YOUR OBJECTIVE - Copy out the items below, swapping each "instance" for "occurrence" and keeping everything else the same.

EXERCISE INPUT -
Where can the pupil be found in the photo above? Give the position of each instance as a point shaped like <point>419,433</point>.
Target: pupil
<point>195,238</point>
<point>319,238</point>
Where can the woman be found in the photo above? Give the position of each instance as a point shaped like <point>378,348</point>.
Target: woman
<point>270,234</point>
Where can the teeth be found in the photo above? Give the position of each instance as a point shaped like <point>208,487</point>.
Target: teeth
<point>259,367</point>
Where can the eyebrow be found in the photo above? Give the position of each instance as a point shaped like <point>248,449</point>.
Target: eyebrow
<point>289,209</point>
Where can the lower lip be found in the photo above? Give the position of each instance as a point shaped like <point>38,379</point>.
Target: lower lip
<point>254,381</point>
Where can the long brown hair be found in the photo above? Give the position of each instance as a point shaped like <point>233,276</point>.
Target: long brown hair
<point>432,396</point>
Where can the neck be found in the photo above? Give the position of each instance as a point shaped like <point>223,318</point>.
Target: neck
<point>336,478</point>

PROBLEM SOLUTION -
Where can the pupil be found in the photo above? Give the position of each occurrence as a point shaped like <point>419,433</point>.
Target: pupil
<point>195,238</point>
<point>319,238</point>
Where can the woman be found in the photo above? Give the position of each occurrence as a point shaped like <point>378,348</point>.
Target: woman
<point>270,234</point>
Where can the teeth be found in the photo above? Give the position of each occurrence as a point shaped like <point>208,487</point>.
Target: teeth
<point>259,367</point>
Where can the eyebrow be found in the photo above? Give the position of each occurrence as a point shaped like <point>248,449</point>.
Target: eyebrow
<point>289,209</point>
Where can the lower lip be found in the photo above? Give the position of each occurrence as a point shaped like <point>38,379</point>.
Target: lower lip
<point>254,381</point>
Where can the long brown hair be found in the photo above? Give the position of each occurrence as a point shaped like <point>233,276</point>.
Target: long brown hair
<point>432,396</point>
Where can the neck be found in the photo above? Give the position of each occurrence as a point shaped like <point>223,318</point>.
Target: neck
<point>336,478</point>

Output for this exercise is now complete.